# Passage

Artist Karen Strang’s work, and her recent exhibition The Burn and the Tide, raise issues that demand to be explored. Here she is in conversation with Alexander Moffat

ALEXANDER Moffat: Subject matter is the essential thing. All great artists of the past had subject matter; a lot of terrible artists today don’t have subject matter. It is one of the crises of our time that so many artists have technique but address nothing. Your subject here, Karen, is witches, witchcraft, the portrayal of women as witches, in history and now. In the London Review of Books, there’s a scholarly review by Malcolm Gaskill (“Unnatural Rebellion”, LRB, November 2, 2017) and there’s a particular phrase I think is very striking: “the modernity of witchcraft”. Most of us think witches being persecuted and burned is something that happened a long time ago, but there are at least 500,000 witchfinders operating now in South Africa.

Karen Strang: I’m always brought back to what Lys Hansen once said, that painters need the responsibility to bear witness and that’s what we do. It’s fortunate that I didn’t live in our Scottish killing times, but in addressing that particular subject I’m actually addressing something that’s ongoing and it’s ingrained, sadly, in what appears to be our human condition of exploitation and taking advantage of others.

And it comes down to otherness as well, that when people don’t fit a particular regime or society they are then ousted or persecuted or killed. I’d like very much that when people come and see this work that they don’t think, ‘oh well that’s the past, it’s about superstition’. It’s not about superstition. Painting for me is a political act. People who want to exploit situations divide people; you see this now, you see this in wars now, in Syria, Palestine, this idea of dividing.

# Given exercise 1
In the interview, how many witchfinders does Alexander Moffat say are operating now in South Africa?
# Given exercise 2
Copy the interview word for word from "Karen Strang: I’m" to "advantage of others.".

# Provided data
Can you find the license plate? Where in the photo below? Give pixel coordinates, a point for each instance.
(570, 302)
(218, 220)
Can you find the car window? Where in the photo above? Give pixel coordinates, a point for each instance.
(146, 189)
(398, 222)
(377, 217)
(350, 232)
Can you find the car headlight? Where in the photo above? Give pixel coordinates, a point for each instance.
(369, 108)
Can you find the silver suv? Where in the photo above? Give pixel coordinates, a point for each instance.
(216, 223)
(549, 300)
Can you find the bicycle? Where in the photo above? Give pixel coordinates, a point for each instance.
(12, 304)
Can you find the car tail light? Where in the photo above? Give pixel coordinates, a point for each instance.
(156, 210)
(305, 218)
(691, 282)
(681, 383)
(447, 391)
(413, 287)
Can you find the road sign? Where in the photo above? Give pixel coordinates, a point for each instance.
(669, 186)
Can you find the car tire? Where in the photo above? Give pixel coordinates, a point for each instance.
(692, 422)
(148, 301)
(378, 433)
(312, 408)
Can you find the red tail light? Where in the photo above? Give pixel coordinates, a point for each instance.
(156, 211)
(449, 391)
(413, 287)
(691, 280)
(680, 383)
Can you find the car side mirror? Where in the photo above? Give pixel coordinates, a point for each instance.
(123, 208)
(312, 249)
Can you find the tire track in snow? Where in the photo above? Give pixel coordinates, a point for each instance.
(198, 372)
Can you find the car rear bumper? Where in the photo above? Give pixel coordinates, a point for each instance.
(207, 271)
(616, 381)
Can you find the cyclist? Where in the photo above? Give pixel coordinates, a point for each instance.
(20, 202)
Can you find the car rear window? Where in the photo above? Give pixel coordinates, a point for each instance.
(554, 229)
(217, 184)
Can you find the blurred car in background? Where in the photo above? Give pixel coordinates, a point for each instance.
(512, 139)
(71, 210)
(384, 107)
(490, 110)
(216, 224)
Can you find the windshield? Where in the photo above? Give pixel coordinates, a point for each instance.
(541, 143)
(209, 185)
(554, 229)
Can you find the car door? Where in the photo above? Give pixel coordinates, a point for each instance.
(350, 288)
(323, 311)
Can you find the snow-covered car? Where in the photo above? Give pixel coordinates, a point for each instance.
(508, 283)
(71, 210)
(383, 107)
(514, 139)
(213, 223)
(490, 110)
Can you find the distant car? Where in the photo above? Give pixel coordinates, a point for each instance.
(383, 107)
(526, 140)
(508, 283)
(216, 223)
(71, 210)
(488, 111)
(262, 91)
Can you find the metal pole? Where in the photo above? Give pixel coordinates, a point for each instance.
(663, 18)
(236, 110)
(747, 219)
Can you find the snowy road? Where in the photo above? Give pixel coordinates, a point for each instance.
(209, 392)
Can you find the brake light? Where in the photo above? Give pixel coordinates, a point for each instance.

# Solution 1
At least 500,000.

# Solution 2
Karen Strang: I’m always brought back to what Lys Hansen once said, that painters need the responsibility to bear witness and that’s what we do. It’s fortunate that I didn’t live in our Scottish killing times, but in addressing that particular subject I’m actually addressing something that’s ongoing and it’s ingrained, sadly, in what appears to be our human condition of exploitation and taking advantage of others.